[Excerpts from point annotation data]
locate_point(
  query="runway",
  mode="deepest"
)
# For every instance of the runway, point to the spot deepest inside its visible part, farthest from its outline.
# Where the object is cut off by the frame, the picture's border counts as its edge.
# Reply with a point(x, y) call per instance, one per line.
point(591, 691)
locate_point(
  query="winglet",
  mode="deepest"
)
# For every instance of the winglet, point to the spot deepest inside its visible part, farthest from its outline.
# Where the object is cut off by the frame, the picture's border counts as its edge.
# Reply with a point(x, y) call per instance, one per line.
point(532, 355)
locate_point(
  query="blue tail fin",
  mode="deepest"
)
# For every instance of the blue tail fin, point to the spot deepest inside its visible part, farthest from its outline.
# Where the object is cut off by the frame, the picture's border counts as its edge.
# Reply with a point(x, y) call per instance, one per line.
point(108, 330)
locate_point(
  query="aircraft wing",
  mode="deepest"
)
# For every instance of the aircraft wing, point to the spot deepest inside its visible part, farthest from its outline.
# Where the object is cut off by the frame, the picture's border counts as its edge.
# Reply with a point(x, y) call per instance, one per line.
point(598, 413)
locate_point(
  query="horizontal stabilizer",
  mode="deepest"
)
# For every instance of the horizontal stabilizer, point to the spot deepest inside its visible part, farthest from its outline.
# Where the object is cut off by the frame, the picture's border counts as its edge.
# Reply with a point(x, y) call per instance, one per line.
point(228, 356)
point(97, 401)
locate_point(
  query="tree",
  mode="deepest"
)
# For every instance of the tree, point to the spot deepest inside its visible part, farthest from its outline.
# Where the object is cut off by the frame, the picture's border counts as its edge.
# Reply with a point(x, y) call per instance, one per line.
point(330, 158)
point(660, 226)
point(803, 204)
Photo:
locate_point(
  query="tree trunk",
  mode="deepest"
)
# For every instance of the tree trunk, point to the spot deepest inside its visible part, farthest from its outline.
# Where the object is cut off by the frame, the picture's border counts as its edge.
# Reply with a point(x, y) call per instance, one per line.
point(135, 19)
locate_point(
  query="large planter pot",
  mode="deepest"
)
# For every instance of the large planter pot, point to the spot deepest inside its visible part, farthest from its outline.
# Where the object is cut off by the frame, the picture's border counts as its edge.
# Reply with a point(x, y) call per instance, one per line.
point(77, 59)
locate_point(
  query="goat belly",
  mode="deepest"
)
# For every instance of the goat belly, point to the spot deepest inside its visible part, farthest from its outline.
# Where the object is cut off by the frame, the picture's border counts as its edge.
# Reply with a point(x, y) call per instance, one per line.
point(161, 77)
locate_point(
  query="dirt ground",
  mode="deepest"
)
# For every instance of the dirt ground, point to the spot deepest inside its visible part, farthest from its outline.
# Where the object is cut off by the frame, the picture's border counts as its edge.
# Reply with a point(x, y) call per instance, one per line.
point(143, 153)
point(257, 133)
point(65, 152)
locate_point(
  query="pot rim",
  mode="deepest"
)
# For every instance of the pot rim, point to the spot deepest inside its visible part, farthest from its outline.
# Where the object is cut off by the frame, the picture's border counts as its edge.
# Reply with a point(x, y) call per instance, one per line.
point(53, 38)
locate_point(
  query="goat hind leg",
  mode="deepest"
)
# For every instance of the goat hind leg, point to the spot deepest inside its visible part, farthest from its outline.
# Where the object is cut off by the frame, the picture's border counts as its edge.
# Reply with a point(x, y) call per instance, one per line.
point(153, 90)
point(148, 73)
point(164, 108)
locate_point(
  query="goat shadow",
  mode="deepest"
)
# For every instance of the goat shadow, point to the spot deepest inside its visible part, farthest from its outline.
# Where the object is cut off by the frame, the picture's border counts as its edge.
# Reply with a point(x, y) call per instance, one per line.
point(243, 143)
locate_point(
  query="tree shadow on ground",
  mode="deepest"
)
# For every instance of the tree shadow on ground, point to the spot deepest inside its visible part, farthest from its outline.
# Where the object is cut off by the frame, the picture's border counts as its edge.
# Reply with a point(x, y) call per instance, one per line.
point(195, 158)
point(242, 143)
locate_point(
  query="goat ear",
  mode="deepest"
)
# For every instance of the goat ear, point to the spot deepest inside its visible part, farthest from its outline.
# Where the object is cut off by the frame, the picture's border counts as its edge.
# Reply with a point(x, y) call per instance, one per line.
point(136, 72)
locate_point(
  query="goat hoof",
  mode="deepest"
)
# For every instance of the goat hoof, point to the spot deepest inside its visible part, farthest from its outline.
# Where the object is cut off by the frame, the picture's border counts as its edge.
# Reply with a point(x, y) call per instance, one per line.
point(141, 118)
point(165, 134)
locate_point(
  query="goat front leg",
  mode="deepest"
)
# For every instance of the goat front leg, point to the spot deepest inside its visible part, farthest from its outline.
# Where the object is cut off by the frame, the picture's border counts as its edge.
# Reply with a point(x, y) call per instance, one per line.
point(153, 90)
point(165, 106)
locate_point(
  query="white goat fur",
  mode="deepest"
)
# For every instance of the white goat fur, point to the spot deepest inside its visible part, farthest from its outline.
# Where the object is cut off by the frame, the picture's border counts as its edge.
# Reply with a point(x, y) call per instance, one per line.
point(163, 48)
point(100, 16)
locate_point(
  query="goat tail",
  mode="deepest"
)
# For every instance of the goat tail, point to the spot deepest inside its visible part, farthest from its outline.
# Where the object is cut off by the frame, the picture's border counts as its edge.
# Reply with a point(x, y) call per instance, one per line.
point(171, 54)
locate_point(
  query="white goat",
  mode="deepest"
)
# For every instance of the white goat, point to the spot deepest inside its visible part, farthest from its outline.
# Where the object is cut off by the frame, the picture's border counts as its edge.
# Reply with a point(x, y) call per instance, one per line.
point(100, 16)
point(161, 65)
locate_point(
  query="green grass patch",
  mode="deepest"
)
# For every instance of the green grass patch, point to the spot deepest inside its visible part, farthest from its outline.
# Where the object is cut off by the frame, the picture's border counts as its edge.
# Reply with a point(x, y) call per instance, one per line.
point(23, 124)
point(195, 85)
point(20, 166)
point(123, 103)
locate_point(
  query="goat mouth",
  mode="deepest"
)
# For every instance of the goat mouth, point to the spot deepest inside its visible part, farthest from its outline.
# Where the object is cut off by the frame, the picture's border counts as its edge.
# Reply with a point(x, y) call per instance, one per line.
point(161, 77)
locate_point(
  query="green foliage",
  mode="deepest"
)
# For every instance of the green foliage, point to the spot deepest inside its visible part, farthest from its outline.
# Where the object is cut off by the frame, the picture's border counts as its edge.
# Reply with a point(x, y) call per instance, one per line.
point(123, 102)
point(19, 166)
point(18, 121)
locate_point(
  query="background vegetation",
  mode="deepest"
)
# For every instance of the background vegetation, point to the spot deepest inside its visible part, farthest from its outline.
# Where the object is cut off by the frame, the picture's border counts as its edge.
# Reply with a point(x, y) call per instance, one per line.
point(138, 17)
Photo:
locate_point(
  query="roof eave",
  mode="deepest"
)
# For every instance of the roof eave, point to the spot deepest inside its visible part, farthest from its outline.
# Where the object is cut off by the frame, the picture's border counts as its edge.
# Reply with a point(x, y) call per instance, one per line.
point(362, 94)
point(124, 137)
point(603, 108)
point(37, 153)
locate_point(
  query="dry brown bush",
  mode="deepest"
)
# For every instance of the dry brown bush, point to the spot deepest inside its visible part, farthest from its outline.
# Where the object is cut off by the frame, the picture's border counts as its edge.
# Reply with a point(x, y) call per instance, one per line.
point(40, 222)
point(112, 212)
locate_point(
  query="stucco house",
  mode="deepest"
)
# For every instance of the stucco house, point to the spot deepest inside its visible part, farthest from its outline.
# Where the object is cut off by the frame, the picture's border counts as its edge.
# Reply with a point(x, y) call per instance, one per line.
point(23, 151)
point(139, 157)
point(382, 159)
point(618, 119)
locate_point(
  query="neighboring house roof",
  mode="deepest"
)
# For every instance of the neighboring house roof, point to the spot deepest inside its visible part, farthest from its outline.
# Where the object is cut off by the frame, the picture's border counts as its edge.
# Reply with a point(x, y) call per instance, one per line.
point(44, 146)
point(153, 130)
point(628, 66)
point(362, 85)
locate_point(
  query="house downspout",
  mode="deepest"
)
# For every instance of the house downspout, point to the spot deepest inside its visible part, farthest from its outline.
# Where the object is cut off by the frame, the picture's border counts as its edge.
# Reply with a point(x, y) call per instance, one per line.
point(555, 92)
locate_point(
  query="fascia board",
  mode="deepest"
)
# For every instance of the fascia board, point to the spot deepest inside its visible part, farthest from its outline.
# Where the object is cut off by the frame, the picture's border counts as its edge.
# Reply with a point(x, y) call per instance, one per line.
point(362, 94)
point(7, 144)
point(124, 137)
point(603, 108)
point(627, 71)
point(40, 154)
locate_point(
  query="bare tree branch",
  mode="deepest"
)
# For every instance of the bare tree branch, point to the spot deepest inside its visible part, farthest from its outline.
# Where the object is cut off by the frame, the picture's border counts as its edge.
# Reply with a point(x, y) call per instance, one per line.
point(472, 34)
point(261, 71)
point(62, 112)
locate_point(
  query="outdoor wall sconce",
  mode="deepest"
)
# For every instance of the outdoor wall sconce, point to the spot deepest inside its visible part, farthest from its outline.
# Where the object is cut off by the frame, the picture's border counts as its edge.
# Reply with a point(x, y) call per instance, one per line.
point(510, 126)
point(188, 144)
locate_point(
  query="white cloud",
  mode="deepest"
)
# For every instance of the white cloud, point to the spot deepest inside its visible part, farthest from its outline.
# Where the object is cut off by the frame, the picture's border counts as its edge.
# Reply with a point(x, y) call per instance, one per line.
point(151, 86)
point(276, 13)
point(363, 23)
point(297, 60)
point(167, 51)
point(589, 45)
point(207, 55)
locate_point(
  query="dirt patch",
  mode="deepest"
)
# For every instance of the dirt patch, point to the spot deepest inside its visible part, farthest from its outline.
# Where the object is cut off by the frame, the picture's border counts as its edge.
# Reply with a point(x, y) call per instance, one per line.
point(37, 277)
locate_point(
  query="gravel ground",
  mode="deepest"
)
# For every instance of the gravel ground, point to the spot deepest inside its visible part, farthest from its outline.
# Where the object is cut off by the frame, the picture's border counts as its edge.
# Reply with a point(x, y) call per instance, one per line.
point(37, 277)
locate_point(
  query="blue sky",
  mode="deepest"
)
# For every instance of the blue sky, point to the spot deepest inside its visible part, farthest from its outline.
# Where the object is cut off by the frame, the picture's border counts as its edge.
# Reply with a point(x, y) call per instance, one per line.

EXERCISE GOAL:
Reproduce word for word the portion of the records above that opens with their first line and closes with the line containing "point(591, 691)", keeping both of those lines.

FINISHED ANSWER:
locate_point(
  query="runway",
  mode="deepest"
)
# For every instance of the runway, point to the spot deepest inside its visible part, farthest from its outline.
# Where the object is cut off by the frame, the picture's border counts as its edge.
# Reply with a point(x, y) call per instance, one per line.
point(591, 691)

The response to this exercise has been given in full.